═════ Data to examine

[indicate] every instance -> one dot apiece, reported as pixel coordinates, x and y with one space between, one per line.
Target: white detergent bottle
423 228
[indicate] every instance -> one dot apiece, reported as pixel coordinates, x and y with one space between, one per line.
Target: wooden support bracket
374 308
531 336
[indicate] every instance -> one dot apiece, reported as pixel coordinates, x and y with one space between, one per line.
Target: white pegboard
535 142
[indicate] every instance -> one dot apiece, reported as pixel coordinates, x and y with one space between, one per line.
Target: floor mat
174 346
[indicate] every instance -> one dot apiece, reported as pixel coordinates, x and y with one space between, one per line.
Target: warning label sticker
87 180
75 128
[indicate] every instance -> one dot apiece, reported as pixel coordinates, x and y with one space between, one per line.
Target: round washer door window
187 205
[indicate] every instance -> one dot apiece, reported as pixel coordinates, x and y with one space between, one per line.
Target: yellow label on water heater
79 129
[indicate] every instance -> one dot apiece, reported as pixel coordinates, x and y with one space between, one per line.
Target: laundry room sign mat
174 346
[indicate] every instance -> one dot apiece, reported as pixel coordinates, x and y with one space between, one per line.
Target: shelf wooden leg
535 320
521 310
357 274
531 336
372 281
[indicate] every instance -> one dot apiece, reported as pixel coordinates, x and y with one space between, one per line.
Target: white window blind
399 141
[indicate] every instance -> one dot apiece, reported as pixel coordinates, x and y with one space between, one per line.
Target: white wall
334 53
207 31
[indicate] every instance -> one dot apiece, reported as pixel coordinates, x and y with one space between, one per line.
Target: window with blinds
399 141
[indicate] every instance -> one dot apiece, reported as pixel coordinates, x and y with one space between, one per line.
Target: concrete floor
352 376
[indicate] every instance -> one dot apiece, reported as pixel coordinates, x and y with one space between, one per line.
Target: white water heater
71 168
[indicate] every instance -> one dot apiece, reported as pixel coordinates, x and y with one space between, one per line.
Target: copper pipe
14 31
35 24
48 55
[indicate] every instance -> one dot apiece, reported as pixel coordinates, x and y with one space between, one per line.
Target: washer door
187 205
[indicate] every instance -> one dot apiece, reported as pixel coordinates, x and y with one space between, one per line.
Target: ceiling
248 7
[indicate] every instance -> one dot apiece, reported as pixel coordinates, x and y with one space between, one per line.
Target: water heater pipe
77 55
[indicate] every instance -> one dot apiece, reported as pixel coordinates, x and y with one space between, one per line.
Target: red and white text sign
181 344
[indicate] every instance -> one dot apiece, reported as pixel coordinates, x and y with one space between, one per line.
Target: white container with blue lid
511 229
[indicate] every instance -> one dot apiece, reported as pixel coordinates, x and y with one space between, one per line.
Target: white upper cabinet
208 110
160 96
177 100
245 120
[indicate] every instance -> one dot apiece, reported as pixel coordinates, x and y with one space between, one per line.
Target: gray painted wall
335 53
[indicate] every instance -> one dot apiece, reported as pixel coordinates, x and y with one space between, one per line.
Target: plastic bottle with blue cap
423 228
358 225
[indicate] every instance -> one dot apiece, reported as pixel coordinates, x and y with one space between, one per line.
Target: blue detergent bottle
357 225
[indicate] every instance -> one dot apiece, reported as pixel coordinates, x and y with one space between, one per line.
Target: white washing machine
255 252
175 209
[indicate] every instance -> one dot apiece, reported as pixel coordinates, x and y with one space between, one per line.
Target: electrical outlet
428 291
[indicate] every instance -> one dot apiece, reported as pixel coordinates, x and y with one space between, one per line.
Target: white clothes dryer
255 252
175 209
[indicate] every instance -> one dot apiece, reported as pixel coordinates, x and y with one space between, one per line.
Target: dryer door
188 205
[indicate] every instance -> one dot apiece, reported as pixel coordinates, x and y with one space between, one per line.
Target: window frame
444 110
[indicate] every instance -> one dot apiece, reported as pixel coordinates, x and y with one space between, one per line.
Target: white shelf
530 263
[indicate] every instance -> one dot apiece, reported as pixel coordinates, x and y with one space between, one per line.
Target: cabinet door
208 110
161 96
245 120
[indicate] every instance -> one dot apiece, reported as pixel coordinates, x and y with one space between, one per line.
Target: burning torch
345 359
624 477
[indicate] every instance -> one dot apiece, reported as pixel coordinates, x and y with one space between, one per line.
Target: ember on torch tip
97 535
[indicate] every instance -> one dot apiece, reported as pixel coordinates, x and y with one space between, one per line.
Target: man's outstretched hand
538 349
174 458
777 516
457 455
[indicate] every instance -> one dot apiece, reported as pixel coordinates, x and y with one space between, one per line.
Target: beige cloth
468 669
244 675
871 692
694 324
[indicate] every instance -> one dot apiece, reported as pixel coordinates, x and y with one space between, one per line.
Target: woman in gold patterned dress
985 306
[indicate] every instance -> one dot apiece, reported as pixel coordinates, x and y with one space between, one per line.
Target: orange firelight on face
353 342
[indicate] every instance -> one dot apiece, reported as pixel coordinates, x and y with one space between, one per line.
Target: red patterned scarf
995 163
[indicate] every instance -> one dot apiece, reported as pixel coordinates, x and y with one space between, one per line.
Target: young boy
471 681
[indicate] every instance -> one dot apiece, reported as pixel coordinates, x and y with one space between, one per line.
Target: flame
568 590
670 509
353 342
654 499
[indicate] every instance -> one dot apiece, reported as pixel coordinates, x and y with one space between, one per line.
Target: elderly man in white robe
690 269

══════════

* Problem to work on *
Write all the records out again. Nothing may differ from the original.

* Answer section *
[indicate] every instance -> one dot apiece, reported as pixel coordinates, x and y with one space between, one per line.
Target: white detergent bottle
423 228
[indicate] every instance -> one dot apiece, reported as pixel coordinates, x and y with one space between, one per line.
Target: wooden support bracket
374 308
531 336
[indicate] every instance -> one dot apiece, reported as pixel coordinates, x and y with one space between, one per line.
Target: white pegboard
535 142
[indicate] every instance -> one dot apiece, reported as pixel coordinates, x and y with one space between, one per line.
Target: floor mat
174 346
[indicate] every instance -> one dot apiece, reported as pixel coordinates, x and y with one space between, one per line.
Target: warning label sticker
87 180
75 128
[indicate] every instance -> one dot apiece, reported as pixel coordinates, x and y with one space between, one per line.
Target: round washer door window
187 205
[indicate] every instance -> one dot apiece, reported as pixel coordinates, x and y with one space between, one per line.
Target: yellow label on water heater
79 129
[indicate] every instance -> one dot apiece, reported as pixel coordinates, x and y with one space between, one per line.
Target: laundry room sign mat
174 346
[indicate] every instance -> one dot apiece, reported as pixel coordinates, x and y with one space between, one per line.
Target: shelf wooden leg
535 320
521 310
357 274
531 336
372 281
[indicate] every instance -> one dot apiece, reported as pixel coordinates, x and y with one space between, one per line.
Target: white window blind
399 141
[indicate] every instance -> one dot apiece, reported as pixel coordinates, x and y with one space between, one per line.
Target: white wall
334 53
207 31
[indicate] every instance -> one dot apiece, reported as pixel coordinates, x and y with one space between, one per line.
Target: window with blinds
399 141
[indicate] every instance -> one dot apiece, reported as pixel coordinates, x and y with one space between, one per line.
Target: concrete floor
352 376
[indicate] every instance -> one dot apiece, reported as pixel coordinates, x and y with one space between, one per line.
Target: white water heater
71 168
[indicate] every instance -> one dot apiece, reported as pixel coordinates, x and y with one space between, one per line.
Target: copper pipe
14 31
35 24
48 55
[indicate] every instance -> one dot apiece, reported as pixel coordinates, x and y with one space between, one per line.
Target: washer door
187 205
[indicate] every instance -> one dot apiece, reported as pixel coordinates, x and y with one space between, one per line.
Target: ceiling
248 7
[indicate] every instance -> one dot apiece, reported as pixel coordinates, x and y with one space between, one per line.
Target: water heater pipe
77 55
[indicate] every instance -> one dot apiece, reported as pixel coordinates, x and y with one space between, one per line.
Target: red and white text sign
181 344
[indicate] every instance -> one dot apiece, reported as pixel coordinates, x and y with one space between, one per line.
Target: white container with blue lid
511 229
[indicate] every instance -> one dot apiece, reported as pixel coordinates, x and y with one space between, one per line.
Target: white upper cabinet
208 110
160 96
177 100
245 120
[indicate] every instance -> one dot apiece, reported as pixel coordinates, x and y with one space between, one per line.
Target: gray painted wall
335 53
[indicate] every instance -> one dot apiece, reported as pixel coordinates, x and y with one space between, one per line.
Target: plastic bottle with blue cap
423 228
358 225
[indicate] every instance -> one dot apiece, reported as pixel coordinates, x and y with one space between, one per line.
Target: blue detergent bottle
357 225
[indicate] every instance -> one dot apiece, reported as pixel coordinates, x and y with one space between, one per line.
Target: white washing machine
255 252
175 209
[indicate] every instance -> one dot apiece, reported as pixel coordinates, x and y with one space between, one per line.
Target: electrical outlet
428 291
[indicate] every instance -> one dot apiece, reported as pixel coordinates, x and y with one space between, one per line.
Target: white clothes dryer
255 252
175 209
[indicate] every instance -> one dot apiece, reported as pixel coordinates, x and y with one space between, one per line.
Target: dryer door
188 205
[indicate] every instance -> one dot apiece, reported as pixel coordinates, x and y with one space between, one per line.
Target: window frame
444 110
[indicate] every instance -> one dot apiece, reported as pixel coordinates, x and y with one space between, one per line.
Target: white shelf
530 263
[indicate] every instance -> one dot apiece, reported as pixel coordinates, x and y with one space between, one per line.
Target: cabinet door
208 110
161 96
245 120
[indicate] every instance -> one dot apiece, reported as pixel coordinates, x and y with one space between, one per line.
Target: burning torch
345 359
624 477
[indicate] every instance -> one dot apiece, reported as pixel coordinates, x and y with one space between, one per line.
Target: ember on torch tip
97 535
[indicate] every instance -> one dot apiece, reported as pixel coordinates, x and y with one space between, one per line.
Target: man's outstretched hand
538 349
174 458
777 516
457 455
[indicate] every instance -> one dot apiece, reported as pixel coordinates, x and y with one space between, one per line.
Target: beige cloth
468 669
244 675
871 692
694 324
[indicate] every instance -> one dot apiece, reported as pixel coordinates, x and y with one space between, one per line.
Target: woman in gold patterned dress
985 306
[indicate] every instance -> one dot apiece, reported as pixel coordinates, x and y with one space between, one per line.
Target: orange firelight on face
353 342
[indicate] every instance -> one dot apiece, reported as pixel coordinates, x and y with one space between, one per line.
Target: red patterned scarf
995 163
[indicate] every instance -> one dot apiece, reported as pixel coordinates, x and y with one space between, one per line.
Target: young boy
471 681
[indicate] every instance -> one dot apiece, reported as pixel coordinates, x and y with one space between, one per line.
Target: flame
568 590
670 509
353 342
654 499
[indicate] every instance -> one dot apiece, reported as pixel coordinates, x and y with one space between, one per line.
Target: elderly man in white robe
690 269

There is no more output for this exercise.